(Directive):
Rewrite the rows below as a CSV with two columns, "query" and "answer", giving one CSV line per row. Put the row's text in the "query" field and its answer in the "answer" field, quote each field, and replace line breaks with spaces.

Rows from a point labeling set:
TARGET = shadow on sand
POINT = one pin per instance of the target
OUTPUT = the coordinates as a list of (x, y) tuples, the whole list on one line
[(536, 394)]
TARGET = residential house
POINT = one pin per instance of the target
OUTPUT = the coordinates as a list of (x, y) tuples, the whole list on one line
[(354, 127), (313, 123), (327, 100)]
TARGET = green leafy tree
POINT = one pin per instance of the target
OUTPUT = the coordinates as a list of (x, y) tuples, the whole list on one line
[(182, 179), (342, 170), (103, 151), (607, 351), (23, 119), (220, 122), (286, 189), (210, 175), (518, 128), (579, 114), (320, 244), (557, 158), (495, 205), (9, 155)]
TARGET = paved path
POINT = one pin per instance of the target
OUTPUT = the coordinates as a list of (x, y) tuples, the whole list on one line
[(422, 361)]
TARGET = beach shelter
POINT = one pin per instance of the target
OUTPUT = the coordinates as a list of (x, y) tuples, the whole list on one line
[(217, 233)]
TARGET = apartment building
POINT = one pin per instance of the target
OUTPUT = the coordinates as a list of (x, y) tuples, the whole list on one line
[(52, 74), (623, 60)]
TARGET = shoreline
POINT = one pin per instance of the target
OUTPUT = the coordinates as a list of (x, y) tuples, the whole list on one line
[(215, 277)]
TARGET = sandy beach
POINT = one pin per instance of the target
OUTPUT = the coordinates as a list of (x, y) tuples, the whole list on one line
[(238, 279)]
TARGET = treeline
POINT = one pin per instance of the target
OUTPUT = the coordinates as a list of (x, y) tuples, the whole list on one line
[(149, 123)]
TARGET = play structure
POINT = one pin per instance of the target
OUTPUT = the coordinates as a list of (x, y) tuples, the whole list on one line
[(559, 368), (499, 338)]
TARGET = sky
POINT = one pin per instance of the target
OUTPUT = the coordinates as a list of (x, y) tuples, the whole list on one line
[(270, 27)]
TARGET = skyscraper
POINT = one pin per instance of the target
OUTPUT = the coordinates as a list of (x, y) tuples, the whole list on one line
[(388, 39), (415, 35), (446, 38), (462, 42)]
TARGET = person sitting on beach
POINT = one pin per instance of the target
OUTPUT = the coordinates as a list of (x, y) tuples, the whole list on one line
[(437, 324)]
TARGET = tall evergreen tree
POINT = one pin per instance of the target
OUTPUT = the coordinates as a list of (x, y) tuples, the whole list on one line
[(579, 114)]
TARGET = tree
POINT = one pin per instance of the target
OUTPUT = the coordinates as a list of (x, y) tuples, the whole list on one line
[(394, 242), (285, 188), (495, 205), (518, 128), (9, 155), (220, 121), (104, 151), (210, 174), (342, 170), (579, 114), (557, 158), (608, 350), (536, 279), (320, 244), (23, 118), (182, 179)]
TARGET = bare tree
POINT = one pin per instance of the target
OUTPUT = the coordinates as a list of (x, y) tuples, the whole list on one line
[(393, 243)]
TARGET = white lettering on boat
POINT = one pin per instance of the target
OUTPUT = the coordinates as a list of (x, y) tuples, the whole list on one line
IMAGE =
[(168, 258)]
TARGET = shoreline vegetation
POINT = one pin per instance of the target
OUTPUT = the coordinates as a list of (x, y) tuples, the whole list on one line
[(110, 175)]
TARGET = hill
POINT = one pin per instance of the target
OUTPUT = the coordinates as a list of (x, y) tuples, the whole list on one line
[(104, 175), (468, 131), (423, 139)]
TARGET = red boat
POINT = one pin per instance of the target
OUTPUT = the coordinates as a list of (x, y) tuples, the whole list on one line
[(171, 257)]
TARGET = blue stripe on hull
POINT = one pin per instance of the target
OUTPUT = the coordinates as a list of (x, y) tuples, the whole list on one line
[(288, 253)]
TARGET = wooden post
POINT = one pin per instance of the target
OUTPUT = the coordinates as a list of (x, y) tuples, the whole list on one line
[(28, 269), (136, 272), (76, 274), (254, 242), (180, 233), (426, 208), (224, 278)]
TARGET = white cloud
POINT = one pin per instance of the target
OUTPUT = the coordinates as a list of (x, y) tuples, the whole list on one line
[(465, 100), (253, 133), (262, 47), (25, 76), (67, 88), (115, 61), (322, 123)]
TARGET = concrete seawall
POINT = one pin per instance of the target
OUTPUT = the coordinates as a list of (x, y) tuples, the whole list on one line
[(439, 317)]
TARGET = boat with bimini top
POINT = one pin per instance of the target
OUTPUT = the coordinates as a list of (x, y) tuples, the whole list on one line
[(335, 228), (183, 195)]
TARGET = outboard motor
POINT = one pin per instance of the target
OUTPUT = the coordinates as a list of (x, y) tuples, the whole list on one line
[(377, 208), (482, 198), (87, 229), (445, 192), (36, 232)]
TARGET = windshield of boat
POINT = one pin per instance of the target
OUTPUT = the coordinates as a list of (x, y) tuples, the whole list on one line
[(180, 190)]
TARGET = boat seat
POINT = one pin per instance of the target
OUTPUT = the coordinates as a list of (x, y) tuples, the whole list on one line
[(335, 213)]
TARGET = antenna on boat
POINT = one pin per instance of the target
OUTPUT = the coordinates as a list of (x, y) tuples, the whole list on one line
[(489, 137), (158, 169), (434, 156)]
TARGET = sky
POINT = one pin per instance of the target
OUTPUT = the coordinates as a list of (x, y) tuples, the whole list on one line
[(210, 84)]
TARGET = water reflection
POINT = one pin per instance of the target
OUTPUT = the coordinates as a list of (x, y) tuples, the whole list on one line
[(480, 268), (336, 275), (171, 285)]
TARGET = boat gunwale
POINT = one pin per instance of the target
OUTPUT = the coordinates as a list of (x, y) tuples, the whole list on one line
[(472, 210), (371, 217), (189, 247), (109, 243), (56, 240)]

(Task answer):
query,answer
"TARGET = shadow on sand POINT = one pin per instance of the target OUTPUT = the coordinates as a list of (x, y) tuples, the whole list on one line","[(536, 394)]"
"TARGET = residential house POINT = one pin per instance of the target OUTPUT = the coordinates as a list of (x, y) tuples, the whole list on one line","[(354, 127), (313, 123), (327, 100)]"
"TARGET = green leafy tree POINT = one pin per instance of the target OUTPUT = the coordinates as a list of (x, y) tuples, the whole list on one line","[(182, 179), (342, 170), (103, 151), (607, 351), (23, 119), (220, 122), (286, 189), (210, 175), (518, 128), (579, 114), (320, 244), (557, 158), (495, 205), (9, 155)]"
"TARGET = paved path POINT = one pin per instance of the target OUTPUT = the coordinates as a list of (x, y) tuples, the whole list on one line","[(422, 361)]"
"TARGET = beach shelter POINT = one pin per instance of the target OUTPUT = the coordinates as a list of (x, y) tuples, the whole list on one line","[(217, 233)]"
"TARGET = apartment building POINT = one pin per instance of the target OUTPUT = the coordinates as a list of (x, y) tuples, the whole list on one line","[(52, 74), (623, 60)]"
"TARGET = shoreline POINT = one pin per instance of the target OUTPUT = the coordinates as a list of (x, y) tuples, the whole list on one line","[(215, 277)]"
"TARGET = sandy beach POINT = one pin per instance of the target OUTPUT = the coordinates as a list of (x, y) tuples, the whole list on one line","[(238, 279)]"
"TARGET = treeline POINT = one pin per instance of the target OUTPUT = the coordinates as a list of (x, y) tuples, the whole list on one line","[(149, 123)]"
"TARGET = play structure POINT = one pin per instance of the target OUTPUT = the coordinates as a list of (x, y) tuples, the whole list on one line","[(559, 368), (499, 338)]"
"TARGET = sky POINT = one pin per instance of the target OUTPUT = the coordinates as a list of (x, y) tuples, the whole list on one line","[(270, 27)]"
"TARGET = skyscraper POINT = one pin per instance of the target OUTPUT = the coordinates as a list of (x, y) tuples, the whole list on one line","[(388, 39), (415, 35), (446, 38), (462, 42)]"
"TARGET = person sitting on beach POINT = one pin per instance of the target OUTPUT = the coordinates as a list of (x, y) tuples, the whole list on one line","[(437, 324)]"
"TARGET = tall evergreen tree POINT = one pin per instance of the target OUTPUT = the coordinates as a list of (x, y) tuples, the whole list on one line","[(579, 114)]"
"TARGET = tree POINT = one pin per instance of the target OUTPUT = the coordinates as a list of (x, y) tuples, the whole list on one line","[(394, 242), (285, 188), (495, 205), (518, 128), (9, 155), (220, 121), (104, 151), (210, 174), (342, 170), (579, 114), (557, 158), (608, 350), (536, 279), (320, 244), (23, 118), (182, 179)]"
"TARGET = bare tree POINT = one pin per instance of the target OUTPUT = the coordinates as a list of (x, y) tuples, the whole list on one line","[(393, 243)]"
"TARGET = white lettering on boat POINT = one pin per instance of the target OUTPUT = the coordinates as a list of (x, y) tuples, the whole list on one line IMAGE =","[(168, 258)]"
"TARGET = shoreline vegetation POINT = one pin per instance of the target OUTPUT = the coordinates as a list of (x, y) tuples, the whole list on one line","[(110, 175)]"
"TARGET = hill POINT = one pin per instance of the target OUTPUT = the coordinates as a list of (x, y) tuples, the whole list on one line","[(104, 175), (468, 131), (423, 139)]"
"TARGET = red boat POINT = one pin per instance of the target OUTPUT = the coordinates as a list of (x, y) tuples, the whole list on one line","[(171, 257)]"
"TARGET = blue stripe on hull POINT = one pin per instance of the target OUTPUT = the coordinates as a list of (x, y) tuples, the whole list on one line","[(288, 253)]"
"TARGET = wooden post POINT = one pin per instance of the target OUTPUT = the coordinates as a list of (x, y) tuples, the whole list on one line","[(28, 269), (136, 272), (76, 274), (254, 242), (180, 233), (426, 208), (224, 278)]"
"TARGET = white cloud POINT = one pin per instance of the target OUTPUT = the coordinates as a list of (x, y) tuples, the whole list on one line","[(465, 100), (253, 133), (262, 47), (25, 76), (67, 88), (115, 61), (322, 123)]"
"TARGET = concrete seawall POINT = one pin per instance of the target OUTPUT = the coordinates as a list of (x, y) tuples, the whole list on one line","[(439, 317)]"
"TARGET = boat with bimini top POINT = one pin per instance of the target OUTPUT = the coordinates as a list of (x, y) tuples, the whole list on one line","[(335, 228), (183, 195)]"
"TARGET = outboard motor POINT = one pin per instance of the target OUTPUT = the coordinates as a list of (x, y) tuples, the whole list on one line","[(377, 208), (482, 198), (87, 229), (445, 192), (36, 232)]"
"TARGET = windshield of boat POINT = one pin per instance of the target OUTPUT = the coordinates as a list of (x, y) tuples, the whole list on one line","[(180, 190)]"
"TARGET = boat seat POINT = one pin per instance of the target OUTPUT = the coordinates as a list of (x, y) tuples, the whole list on one line","[(335, 213)]"
"TARGET = antenna on boat POINT = one pin per instance of the target OUTPUT = the coordinates as a list of (x, y) tuples, the whole list on one line","[(489, 137), (158, 169), (434, 156)]"
"TARGET = sky POINT = one pin per instance of the target OUTPUT = the coordinates as a list of (x, y) tuples, the whole list on one line","[(210, 84)]"
"TARGET = water reflection POINT = one pin per instance of the target OUTPUT = the coordinates as a list of (x, y) tuples, the whole list on one line","[(480, 268), (336, 275), (171, 285)]"
"TARGET = boat gunwale POINT = one pin per instance of the target OUTPUT = the coordinates as a list of (x, y) tuples, the whole list on one line","[(472, 210), (371, 217), (189, 247), (109, 243), (56, 240)]"